Top of Study text

This Actor is configured for pay per event (PPE) pricing.

  • Quality report: $0.05 per completed quality report
  • Actor start: $0.005 per run start

The pricing is intentionally simple and predictable: you pay for one completed dataset QA report, not for external API calls or proxy usage. The Actor does not call AI APIs or third-party scraping services.

Limitations

  • Validation is top-level JSON field validation only.
  • Nested object schema validation is not included yet.
  • runId and datasetId must be accessible from the account running the Actor.
  • validateAllItems=true is still capped by maxItems to avoid runaway memory/time usage.
  • It does not perform semantic validation or AI-based judgement.
  • Future expansion candidates: Dataset Diff, PII Scanner, RAG Readiness Checker, and webhook/Slack failure notifications.

FAQ

Does it use proxies, cookies, or third-party APIs?

No. It validates JSON items and can read Apify Dataset/Run data available to the running account. It does not scrape websites, use proxies, or call external AI APIs.

Does a failed quality gate still produce a report?

Bottom of Study text

■ **Parts of the exercise**:
• a. In the Actor documentation, what is the charge for each completed quality report?
• b. Extend the Actor documentation from its final line onward, keeping its FAQ format.

Top of Data for analysis

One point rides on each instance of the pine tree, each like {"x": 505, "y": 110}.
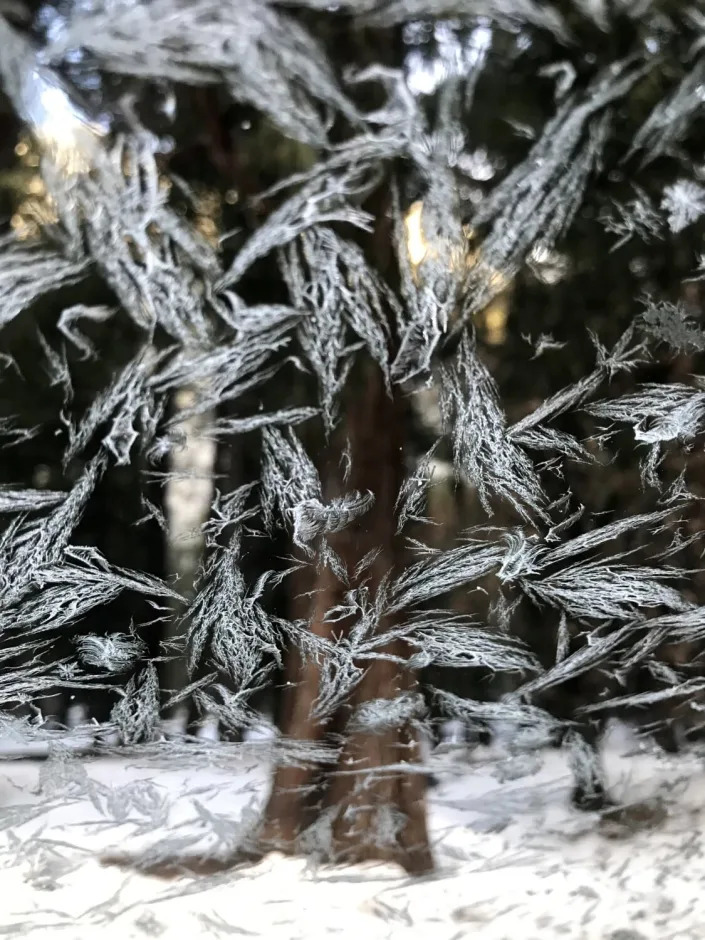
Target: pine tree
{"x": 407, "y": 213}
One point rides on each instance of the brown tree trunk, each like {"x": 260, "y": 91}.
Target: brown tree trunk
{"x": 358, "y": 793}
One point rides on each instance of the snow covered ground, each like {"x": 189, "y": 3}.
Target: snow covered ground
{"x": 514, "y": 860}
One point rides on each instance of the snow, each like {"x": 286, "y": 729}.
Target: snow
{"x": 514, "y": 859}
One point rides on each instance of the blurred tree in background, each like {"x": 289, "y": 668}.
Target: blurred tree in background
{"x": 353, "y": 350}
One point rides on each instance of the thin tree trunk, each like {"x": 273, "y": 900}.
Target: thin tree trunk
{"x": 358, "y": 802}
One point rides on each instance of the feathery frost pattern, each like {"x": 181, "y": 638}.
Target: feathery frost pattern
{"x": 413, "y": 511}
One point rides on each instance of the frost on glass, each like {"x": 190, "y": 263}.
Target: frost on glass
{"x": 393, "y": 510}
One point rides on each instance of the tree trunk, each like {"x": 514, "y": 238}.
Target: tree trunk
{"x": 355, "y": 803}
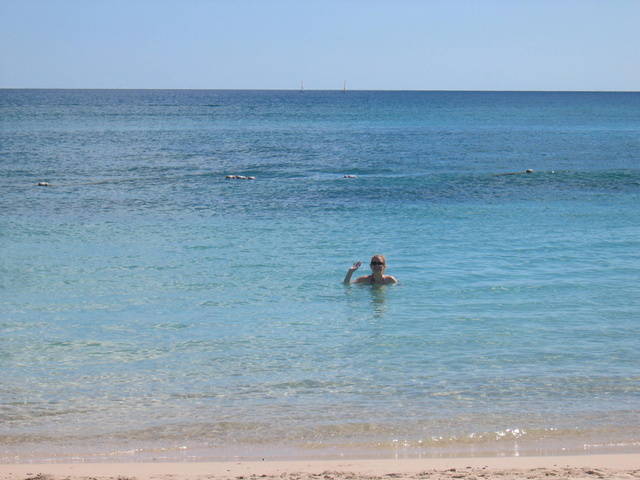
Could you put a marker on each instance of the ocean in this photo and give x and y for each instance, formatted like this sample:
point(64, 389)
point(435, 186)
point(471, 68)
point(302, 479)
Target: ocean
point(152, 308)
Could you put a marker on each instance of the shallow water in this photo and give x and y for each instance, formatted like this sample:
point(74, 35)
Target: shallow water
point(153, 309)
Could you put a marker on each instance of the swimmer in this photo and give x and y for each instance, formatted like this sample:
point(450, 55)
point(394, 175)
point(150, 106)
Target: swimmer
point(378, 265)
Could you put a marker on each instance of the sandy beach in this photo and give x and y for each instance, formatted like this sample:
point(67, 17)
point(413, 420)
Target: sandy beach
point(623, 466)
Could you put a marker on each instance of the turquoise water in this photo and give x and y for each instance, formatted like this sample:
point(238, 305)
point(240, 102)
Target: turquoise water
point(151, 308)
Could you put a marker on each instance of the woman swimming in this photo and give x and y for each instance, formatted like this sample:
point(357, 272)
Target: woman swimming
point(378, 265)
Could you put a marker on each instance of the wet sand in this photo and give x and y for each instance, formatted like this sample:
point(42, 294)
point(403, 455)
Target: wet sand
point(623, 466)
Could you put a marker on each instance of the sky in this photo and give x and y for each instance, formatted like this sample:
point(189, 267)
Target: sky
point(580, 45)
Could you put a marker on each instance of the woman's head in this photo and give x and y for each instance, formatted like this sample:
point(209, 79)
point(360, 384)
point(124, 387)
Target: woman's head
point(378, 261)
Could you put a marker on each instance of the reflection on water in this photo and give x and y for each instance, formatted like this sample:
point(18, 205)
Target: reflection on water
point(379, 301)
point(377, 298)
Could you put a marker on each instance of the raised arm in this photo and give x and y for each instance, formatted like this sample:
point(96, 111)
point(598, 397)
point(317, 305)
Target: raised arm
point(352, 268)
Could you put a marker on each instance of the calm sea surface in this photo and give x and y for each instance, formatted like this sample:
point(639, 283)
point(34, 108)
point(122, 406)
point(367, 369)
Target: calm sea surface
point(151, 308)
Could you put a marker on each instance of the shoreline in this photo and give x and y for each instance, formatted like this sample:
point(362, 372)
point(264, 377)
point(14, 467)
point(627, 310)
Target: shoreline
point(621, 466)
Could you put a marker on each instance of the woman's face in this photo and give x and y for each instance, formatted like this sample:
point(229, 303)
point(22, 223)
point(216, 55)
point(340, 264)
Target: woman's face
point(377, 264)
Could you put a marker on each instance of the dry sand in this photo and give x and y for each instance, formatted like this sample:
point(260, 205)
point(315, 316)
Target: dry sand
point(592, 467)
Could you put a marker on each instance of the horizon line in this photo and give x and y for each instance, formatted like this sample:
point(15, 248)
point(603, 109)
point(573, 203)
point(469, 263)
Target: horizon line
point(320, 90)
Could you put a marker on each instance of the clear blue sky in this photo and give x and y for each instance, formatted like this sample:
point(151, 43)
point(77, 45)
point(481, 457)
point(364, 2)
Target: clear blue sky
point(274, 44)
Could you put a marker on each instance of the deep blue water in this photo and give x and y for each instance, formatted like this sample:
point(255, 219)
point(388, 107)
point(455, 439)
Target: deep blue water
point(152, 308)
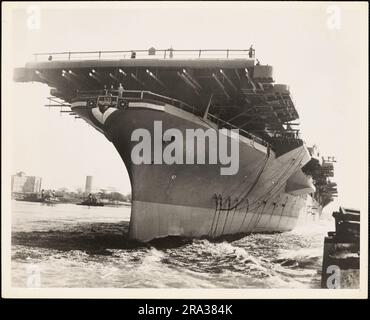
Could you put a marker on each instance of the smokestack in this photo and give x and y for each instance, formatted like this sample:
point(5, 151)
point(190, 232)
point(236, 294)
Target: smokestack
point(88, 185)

Bottom of Data for analysis

■ **Task-by-task results**:
• a. $0.05 per completed quality report.

• b.
Yes. In fail-gate mode, the Actor writes OUTPUT and REPORT first, then fails the run so your automation can stop while diagnostics remain available.

What should I use as uniqueFields?

Good candidates are stable identifiers such as id, url, sku, email, profileUrl, productUrl, or any field that should appear only once per dataset.

Is this only for AI/RAG workflows?

No. AI/RAG ingestion is a strong use case, but the Actor is equally useful for customer data delivery, lead lists, product datasets, SEO datasets, scheduled audits, and webhook-based automation.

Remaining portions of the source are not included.